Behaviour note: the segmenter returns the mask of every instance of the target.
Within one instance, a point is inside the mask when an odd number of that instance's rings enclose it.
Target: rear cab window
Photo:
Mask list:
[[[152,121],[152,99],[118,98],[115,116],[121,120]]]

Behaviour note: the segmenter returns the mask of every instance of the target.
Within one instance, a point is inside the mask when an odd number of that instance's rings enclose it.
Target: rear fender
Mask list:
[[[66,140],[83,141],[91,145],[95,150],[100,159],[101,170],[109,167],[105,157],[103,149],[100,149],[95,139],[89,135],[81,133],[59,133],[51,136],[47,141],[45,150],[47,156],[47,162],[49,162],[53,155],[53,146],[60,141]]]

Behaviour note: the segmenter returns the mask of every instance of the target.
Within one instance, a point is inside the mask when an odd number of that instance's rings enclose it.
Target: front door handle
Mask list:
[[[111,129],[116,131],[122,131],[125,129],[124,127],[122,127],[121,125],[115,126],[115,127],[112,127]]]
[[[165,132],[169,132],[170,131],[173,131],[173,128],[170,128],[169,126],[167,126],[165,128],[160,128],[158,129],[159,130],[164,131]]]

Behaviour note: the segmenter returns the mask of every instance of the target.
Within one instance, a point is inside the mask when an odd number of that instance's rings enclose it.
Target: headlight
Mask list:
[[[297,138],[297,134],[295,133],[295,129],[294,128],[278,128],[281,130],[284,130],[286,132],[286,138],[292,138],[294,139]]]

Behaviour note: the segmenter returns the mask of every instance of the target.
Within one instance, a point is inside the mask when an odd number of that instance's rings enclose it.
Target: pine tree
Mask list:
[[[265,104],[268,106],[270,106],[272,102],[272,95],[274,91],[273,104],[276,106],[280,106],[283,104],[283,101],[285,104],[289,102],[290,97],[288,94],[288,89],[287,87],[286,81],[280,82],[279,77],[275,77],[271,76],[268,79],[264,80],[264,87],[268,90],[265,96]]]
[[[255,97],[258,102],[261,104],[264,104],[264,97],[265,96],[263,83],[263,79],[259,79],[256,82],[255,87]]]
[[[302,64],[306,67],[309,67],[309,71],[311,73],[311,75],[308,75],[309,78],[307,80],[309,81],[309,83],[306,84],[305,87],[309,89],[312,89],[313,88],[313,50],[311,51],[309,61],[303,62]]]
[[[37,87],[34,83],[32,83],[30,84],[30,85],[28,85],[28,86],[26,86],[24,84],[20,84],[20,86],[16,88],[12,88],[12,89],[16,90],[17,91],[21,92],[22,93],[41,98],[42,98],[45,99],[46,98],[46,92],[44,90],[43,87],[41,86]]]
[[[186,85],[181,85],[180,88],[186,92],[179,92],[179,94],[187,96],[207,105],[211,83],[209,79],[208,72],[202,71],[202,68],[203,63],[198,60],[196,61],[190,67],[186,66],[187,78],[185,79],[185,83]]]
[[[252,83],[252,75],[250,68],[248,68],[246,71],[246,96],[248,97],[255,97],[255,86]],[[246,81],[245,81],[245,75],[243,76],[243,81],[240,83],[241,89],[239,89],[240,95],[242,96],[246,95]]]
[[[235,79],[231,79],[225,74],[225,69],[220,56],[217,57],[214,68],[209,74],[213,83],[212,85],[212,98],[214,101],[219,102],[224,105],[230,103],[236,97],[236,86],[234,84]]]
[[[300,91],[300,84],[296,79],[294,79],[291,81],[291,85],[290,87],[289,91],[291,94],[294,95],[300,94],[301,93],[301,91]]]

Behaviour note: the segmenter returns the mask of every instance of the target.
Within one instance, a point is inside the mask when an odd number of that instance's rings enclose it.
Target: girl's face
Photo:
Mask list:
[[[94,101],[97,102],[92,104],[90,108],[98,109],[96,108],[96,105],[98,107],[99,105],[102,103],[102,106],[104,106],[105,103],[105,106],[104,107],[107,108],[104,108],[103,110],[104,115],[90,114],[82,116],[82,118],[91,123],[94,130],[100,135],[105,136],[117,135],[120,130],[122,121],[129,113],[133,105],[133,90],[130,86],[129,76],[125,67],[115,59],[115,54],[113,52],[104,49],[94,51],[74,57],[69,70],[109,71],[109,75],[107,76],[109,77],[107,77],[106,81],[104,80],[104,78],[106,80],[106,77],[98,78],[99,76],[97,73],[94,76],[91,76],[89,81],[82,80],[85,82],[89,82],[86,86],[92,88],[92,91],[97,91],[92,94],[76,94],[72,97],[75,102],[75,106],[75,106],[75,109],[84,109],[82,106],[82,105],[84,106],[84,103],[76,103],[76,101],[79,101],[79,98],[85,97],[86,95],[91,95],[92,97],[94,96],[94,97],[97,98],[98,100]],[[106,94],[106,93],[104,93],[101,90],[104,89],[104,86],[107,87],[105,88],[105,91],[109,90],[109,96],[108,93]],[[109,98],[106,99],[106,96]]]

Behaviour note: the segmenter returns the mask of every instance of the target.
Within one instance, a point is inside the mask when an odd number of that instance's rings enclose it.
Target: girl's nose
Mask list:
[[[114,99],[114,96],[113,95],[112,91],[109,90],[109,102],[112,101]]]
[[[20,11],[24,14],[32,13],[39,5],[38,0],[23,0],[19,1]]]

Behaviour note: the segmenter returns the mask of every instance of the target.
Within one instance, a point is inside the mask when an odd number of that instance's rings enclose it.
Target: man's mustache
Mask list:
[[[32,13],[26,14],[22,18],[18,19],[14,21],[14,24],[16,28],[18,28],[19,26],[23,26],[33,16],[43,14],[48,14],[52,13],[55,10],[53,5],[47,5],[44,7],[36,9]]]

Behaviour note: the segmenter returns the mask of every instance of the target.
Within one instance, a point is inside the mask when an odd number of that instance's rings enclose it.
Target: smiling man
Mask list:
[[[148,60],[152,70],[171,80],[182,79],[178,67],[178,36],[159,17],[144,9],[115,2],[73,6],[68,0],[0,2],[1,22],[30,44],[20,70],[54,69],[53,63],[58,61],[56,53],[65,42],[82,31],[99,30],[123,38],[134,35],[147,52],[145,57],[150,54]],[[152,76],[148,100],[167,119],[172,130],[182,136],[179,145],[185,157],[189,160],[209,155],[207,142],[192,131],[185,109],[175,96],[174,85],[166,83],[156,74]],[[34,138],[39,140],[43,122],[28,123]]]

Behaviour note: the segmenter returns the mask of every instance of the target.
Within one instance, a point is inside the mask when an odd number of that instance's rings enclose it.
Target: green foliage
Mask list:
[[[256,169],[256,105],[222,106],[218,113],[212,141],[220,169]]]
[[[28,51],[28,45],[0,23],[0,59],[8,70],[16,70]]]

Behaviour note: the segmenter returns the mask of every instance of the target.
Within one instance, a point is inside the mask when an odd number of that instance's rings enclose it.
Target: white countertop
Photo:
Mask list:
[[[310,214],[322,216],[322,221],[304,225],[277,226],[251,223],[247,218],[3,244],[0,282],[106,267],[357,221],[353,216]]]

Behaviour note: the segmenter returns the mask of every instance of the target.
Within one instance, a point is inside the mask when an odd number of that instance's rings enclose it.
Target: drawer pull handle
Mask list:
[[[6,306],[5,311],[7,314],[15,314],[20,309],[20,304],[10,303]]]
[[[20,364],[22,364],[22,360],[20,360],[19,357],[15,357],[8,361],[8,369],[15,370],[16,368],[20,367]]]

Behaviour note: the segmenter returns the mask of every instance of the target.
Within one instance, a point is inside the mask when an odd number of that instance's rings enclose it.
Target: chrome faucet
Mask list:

++++

## Direction
Output every one of the lines above again, without changing anything.

## In response
Behaviour note: the segmenter returns the mask of every instance of the target.
Within one instance, a point is inside the mask when an odd number of that instance's rings enclose it.
Target: rear cab window
Photo:
Mask list:
[[[152,121],[152,99],[118,98],[115,116],[121,120]]]

Behaviour note: the segmenter returns the mask of every instance of the target.
Within one instance, a point is inside the mask when an odd number of that instance's rings enclose it.
Target: rear fender
Mask list:
[[[66,140],[83,141],[91,145],[95,150],[100,159],[101,170],[109,167],[105,157],[103,149],[100,149],[95,139],[89,135],[81,133],[59,133],[51,136],[47,141],[45,150],[47,156],[47,162],[49,162],[53,155],[53,146],[60,141]]]

Behaviour note: the segmenter returns the mask of every instance of the target.
Within one instance, a point is inside the mask when an odd number of that instance's rings enclose it.
Target: front door handle
Mask list:
[[[111,129],[116,131],[122,131],[125,129],[124,127],[122,127],[121,125],[115,126],[115,127],[112,127]]]
[[[165,132],[169,132],[170,131],[173,131],[173,128],[170,128],[169,126],[167,126],[165,128],[160,128],[158,129],[159,130],[164,131]]]

Behaviour note: the segmenter returns the mask of every instance of the target.
Within one instance, a point is inside the mask when an odd number of that instance's rings enclose it.
Target: headlight
Mask list:
[[[297,138],[297,134],[295,133],[295,129],[294,128],[278,128],[281,130],[284,130],[286,132],[286,138],[292,138],[294,139]]]

Behaviour note: the segmenter returns the mask of every instance of the target.
Within one instance, a point is inside the mask when an odd number of that instance's rings enclose it.
Target: pine tree
Mask list:
[[[265,104],[268,106],[270,106],[272,102],[272,95],[274,91],[273,104],[276,106],[280,106],[283,104],[283,101],[285,104],[289,102],[290,97],[288,94],[288,89],[287,87],[286,81],[280,82],[279,77],[275,77],[271,76],[268,79],[264,80],[264,87],[268,90],[265,96]]]
[[[255,97],[258,102],[261,104],[264,104],[264,97],[265,96],[263,83],[263,79],[259,79],[256,82],[255,87]]]
[[[302,64],[306,67],[309,67],[309,71],[311,73],[311,75],[308,75],[309,78],[307,80],[309,81],[309,83],[306,84],[305,87],[309,89],[312,89],[313,88],[313,50],[311,51],[309,61],[303,62]]]
[[[37,87],[34,83],[32,83],[30,84],[30,85],[28,85],[28,86],[26,86],[24,84],[20,84],[20,86],[16,88],[12,88],[12,89],[16,90],[17,91],[21,92],[22,93],[41,98],[42,98],[45,99],[46,98],[46,92],[44,90],[43,87],[41,86]]]
[[[186,85],[181,85],[180,88],[186,92],[179,92],[179,94],[187,96],[207,105],[211,83],[209,79],[208,72],[202,71],[202,68],[203,63],[198,60],[196,61],[190,67],[186,66],[187,78],[185,79],[185,83]]]
[[[252,83],[252,75],[250,68],[248,68],[246,71],[246,96],[248,97],[255,97],[255,86]],[[246,81],[245,81],[245,75],[243,76],[243,81],[240,83],[241,89],[239,89],[240,95],[242,96],[246,95]]]
[[[235,79],[231,79],[225,74],[225,69],[220,56],[217,57],[214,68],[209,74],[213,83],[212,85],[212,98],[214,101],[219,102],[224,105],[230,103],[236,97],[236,86],[234,84]]]
[[[300,91],[300,84],[296,79],[294,79],[291,81],[291,85],[290,87],[289,91],[291,94],[294,95],[300,94],[301,93],[301,91]]]

Behaviour note: the segmenter returns the mask of every instance of the target.
Within one instance, a point is inside the mask when an odd number of that instance's rings enclose it.
Target: girl's face
Photo:
Mask list:
[[[94,101],[97,102],[92,104],[90,108],[98,109],[96,108],[96,105],[98,107],[99,105],[102,103],[102,106],[104,106],[105,103],[105,106],[104,107],[107,108],[104,108],[103,110],[104,115],[90,114],[82,116],[82,118],[91,123],[94,130],[100,135],[105,136],[117,135],[120,130],[122,121],[129,113],[133,105],[133,90],[130,86],[129,76],[125,67],[115,59],[115,54],[113,52],[104,49],[94,51],[74,57],[69,70],[109,71],[109,75],[107,76],[109,77],[107,77],[106,81],[104,80],[104,78],[106,80],[106,77],[98,78],[99,76],[97,73],[94,76],[91,76],[89,81],[82,80],[85,82],[89,82],[86,86],[92,88],[92,91],[97,91],[92,94],[76,94],[72,97],[75,102],[75,106],[75,106],[75,109],[84,109],[82,106],[82,105],[84,106],[84,103],[76,103],[76,101],[79,101],[79,98],[85,97],[86,95],[91,95],[92,97],[94,96],[94,97],[97,98],[98,100]],[[106,94],[106,93],[104,93],[101,90],[104,89],[104,86],[107,87],[105,88],[105,91],[109,90],[109,96],[108,93]],[[109,98],[106,99],[106,96]]]

Behaviour note: the segmenter returns the mask of every instance of the target.
Within one instance, a point is inside the mask when an odd number of that instance's rings enclose it.
Target: girl's nose
Mask list:
[[[114,99],[114,96],[113,95],[112,91],[109,90],[109,102],[112,101]]]
[[[20,11],[24,14],[32,13],[39,5],[38,0],[23,0],[19,1]]]

Behaviour note: the segmenter returns the mask of every instance of the target.
Within one instance, a point is inside the mask when an odd number of that instance's rings enclose it.
Target: man's mustache
Mask list:
[[[32,13],[26,14],[22,18],[18,19],[14,21],[14,24],[16,28],[18,28],[19,26],[23,26],[33,16],[43,14],[48,14],[52,13],[55,10],[53,5],[47,5],[44,7],[36,9]]]

Behaviour note: the segmenter returns the mask of every instance of the target.
Within one instance, a point is inside the mask when an odd number of that instance's rings enclose it.
Target: smiling man
Mask list:
[[[148,60],[152,70],[171,80],[182,79],[178,67],[178,36],[159,17],[144,9],[115,2],[73,6],[68,0],[0,2],[1,22],[30,44],[20,70],[54,69],[53,63],[58,61],[56,53],[65,42],[82,31],[99,30],[123,38],[134,35],[147,52],[145,57],[150,54]],[[152,76],[148,100],[167,119],[172,130],[182,136],[179,145],[185,157],[189,160],[209,155],[207,142],[192,131],[185,109],[175,96],[174,85],[166,83],[156,74]],[[34,138],[39,140],[43,122],[28,123]]]

Behaviour note: the segmenter returns the mask of every instance of the target.
Within one instance, a point is inside the mask when an odd number of that instance's rings enclose it.
Target: green foliage
Mask list:
[[[256,169],[256,105],[222,106],[218,113],[212,141],[220,169]]]
[[[28,51],[28,45],[0,23],[0,59],[8,70],[16,70]]]

Behaviour note: the segmenter returns the mask of every instance of the target.
Within one instance, a point is inside the mask when an odd number of that instance's rings enclose it.
Target: white countertop
Photo:
Mask list:
[[[310,214],[322,216],[322,221],[304,225],[277,226],[251,223],[247,218],[3,244],[0,282],[106,267],[357,221],[353,216]]]

Behaviour note: the segmenter returns the mask of every instance of the target.
Within one instance, a point is inside the mask when an odd number of that instance's rings enclose it.
Target: drawer pull handle
Mask list:
[[[6,306],[5,311],[7,314],[15,314],[20,309],[20,304],[10,303]]]
[[[20,364],[22,364],[22,360],[20,360],[19,357],[15,357],[8,361],[8,369],[15,370],[16,368],[20,367]]]

Behaviour note: the segmenter returns the mask of every instance of the target.
Within one instance, a point is inside the mask when an odd number of that instance's rings enclose it.
Target: chrome faucet
Mask list:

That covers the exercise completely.